"""

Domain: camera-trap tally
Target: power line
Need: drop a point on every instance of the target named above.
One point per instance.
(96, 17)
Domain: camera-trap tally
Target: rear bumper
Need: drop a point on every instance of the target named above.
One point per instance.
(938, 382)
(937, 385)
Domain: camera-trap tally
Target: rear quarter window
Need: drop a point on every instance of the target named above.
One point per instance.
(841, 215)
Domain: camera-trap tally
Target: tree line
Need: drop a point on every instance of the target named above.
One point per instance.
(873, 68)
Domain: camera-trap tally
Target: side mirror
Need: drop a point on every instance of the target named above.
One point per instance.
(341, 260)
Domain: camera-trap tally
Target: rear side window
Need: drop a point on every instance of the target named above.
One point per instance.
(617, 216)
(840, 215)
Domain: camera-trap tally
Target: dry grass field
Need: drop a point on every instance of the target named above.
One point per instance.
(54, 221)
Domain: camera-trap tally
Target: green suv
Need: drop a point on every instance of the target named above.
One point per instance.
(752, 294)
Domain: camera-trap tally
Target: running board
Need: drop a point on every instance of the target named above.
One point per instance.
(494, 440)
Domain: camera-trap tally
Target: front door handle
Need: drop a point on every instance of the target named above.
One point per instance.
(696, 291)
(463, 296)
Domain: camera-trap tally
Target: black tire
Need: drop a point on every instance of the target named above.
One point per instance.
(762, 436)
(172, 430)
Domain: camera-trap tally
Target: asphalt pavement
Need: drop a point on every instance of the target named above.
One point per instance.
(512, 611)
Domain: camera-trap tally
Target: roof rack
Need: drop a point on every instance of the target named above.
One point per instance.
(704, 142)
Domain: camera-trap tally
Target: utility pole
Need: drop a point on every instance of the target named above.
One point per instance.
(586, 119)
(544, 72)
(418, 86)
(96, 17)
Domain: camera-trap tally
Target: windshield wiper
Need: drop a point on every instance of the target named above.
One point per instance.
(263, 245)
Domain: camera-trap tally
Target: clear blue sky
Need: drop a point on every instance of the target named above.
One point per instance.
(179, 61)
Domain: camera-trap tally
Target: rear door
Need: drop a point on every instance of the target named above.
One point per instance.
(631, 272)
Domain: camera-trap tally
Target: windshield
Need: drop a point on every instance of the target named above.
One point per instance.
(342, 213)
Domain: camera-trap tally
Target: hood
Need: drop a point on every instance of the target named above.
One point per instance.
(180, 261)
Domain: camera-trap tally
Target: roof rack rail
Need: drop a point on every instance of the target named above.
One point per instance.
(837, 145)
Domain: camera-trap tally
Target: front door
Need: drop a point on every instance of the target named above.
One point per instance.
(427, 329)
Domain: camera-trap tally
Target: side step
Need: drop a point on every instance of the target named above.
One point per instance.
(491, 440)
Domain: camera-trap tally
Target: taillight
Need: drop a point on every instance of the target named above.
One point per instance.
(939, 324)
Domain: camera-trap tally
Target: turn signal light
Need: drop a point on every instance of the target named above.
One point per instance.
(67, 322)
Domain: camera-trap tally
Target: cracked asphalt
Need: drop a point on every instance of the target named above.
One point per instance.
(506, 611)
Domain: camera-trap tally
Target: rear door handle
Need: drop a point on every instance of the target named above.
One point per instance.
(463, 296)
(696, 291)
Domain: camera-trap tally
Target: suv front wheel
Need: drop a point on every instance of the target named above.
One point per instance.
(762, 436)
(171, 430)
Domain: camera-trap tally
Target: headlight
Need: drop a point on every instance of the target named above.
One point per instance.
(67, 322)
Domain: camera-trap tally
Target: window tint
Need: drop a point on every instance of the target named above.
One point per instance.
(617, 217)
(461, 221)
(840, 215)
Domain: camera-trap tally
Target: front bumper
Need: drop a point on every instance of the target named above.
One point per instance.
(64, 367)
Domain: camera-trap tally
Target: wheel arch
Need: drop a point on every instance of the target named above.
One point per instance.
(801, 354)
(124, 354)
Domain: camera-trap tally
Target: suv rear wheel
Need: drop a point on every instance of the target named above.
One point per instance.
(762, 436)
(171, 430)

"""

Write down the full listing again, exactly.

Domain: camera-trap tally
Target: power line
Need: drop a point on every instance of the target named above.
One point per instance.
(96, 17)
Domain: camera-trap tally
Target: rear bumper
Need: drop a point on every instance of the target named above.
One point per instance.
(938, 382)
(937, 385)
Domain: camera-trap tally
Target: rear quarter window
Need: drop a point on every instance of the target named above.
One point per instance.
(841, 215)
Domain: camera-trap tally
Target: tree line
Need: drop a point on every instance of the target named above.
One point per instance.
(873, 68)
Domain: camera-trap tally
Target: side mirror
Need: drop a point on every instance of the target named above.
One point per instance.
(341, 260)
Domain: camera-trap tally
Target: rear side window
Need: drop a point on every instance of the target named above.
One point per instance.
(617, 216)
(840, 215)
Domain: camera-trap tally
Target: dry grass field
Need: drop a point on every instance of the target named above.
One point per instance.
(54, 221)
Domain: camera-trap tally
Target: green suv
Need: drop a point on every instance of the target named above.
One point per instance.
(752, 294)
Domain: camera-trap tally
Target: running board
Need: drop a point on every instance of the target named above.
One point per instance.
(494, 440)
Domain: camera-trap tally
Target: front door handle
Need: drop a point on every instance of the target named above.
One point per instance.
(696, 291)
(463, 296)
Domain: camera-trap tally
Target: black tire
Need: drop a point on every instance of the target named above.
One point per instance.
(762, 436)
(172, 430)
Domain: camera-trap tally
Target: asphalt pavement
Need: drop a point on every instance of the target named above.
One point per instance.
(512, 611)
Domain: camera-trap tally
Target: roof rack
Need: drop a point on every instance of the target named above.
One point per instance.
(704, 142)
Domain: camera-trap tally
Target: utility pole
Need: drop a point on every instance of the target named above.
One point per instance.
(586, 119)
(544, 72)
(418, 86)
(96, 17)
Domain: camera-trap tally
Target: windshield wiper
Need: drop a point on every instance of the target named above.
One point per instance.
(263, 245)
Domain: camera-trap tally
Target: clear blue sky
Need: drop a point on every instance of the target named above.
One point per instance.
(179, 61)
Domain: camera-trap tally
Target: rear door
Need: drop a point on every instance of the target named above.
One point per instance.
(631, 272)
Domain: camera-trap tally
Target: windshield
Need: drop a point on every instance of the target named above.
One point per instance.
(342, 213)
Domain: camera-trap tally
Target: hood
Need: drop a point on every instance of the target named above.
One point per instance.
(180, 261)
Domain: camera-trap tally
Target: roof rack rail
Need: drop a point on every instance of the target named above.
One point per instance.
(837, 145)
Domain: camera-trap tally
Target: front door
Need: drop a point on every instance of the target named above.
One point per instance.
(427, 329)
Domain: camera-trap tally
Target: side step
Need: drop a point on every instance of the target named above.
One point per instance.
(491, 440)
Domain: camera-trap tally
Target: taillight
Need: drop a point on every instance of the target named above.
One point per instance.
(939, 324)
Domain: camera-trap tally
Target: turn signal light
Need: drop a point on every instance of the target named above.
One point per instance.
(67, 322)
Domain: camera-trap tally
Target: cracked asphalt
Need: drop a point on every instance of the target named above.
One point per instance.
(506, 611)
Domain: camera-trap tally
Target: rear door handle
Need: drop a point on every instance of the target named above.
One point per instance.
(463, 296)
(696, 291)
Domain: camera-trap tally
Target: suv front wheel
Need: drop a point on every instance of the target named above.
One point per instance.
(762, 436)
(171, 430)
Domain: camera-trap tally
Target: headlight
Need: drop a point on every instance of the target named above.
One point per instance.
(67, 322)
Domain: camera-trap tally
Target: window tint
Need: drop a point on every instance of the target named above.
One point per instance.
(617, 217)
(461, 221)
(840, 215)
Domain: camera-trap tally
Target: front bumper
Need: drop a point on every instance of the target named above.
One point per instance.
(64, 367)
Domain: camera-trap tally
Target: wheel arch
Need: drop a point on every instance of the target named above.
One point per instance.
(801, 354)
(124, 354)
Domain: camera-trap tally
Target: suv rear wheel
Need: drop a point on every instance of the target named above.
One point per instance.
(762, 436)
(171, 430)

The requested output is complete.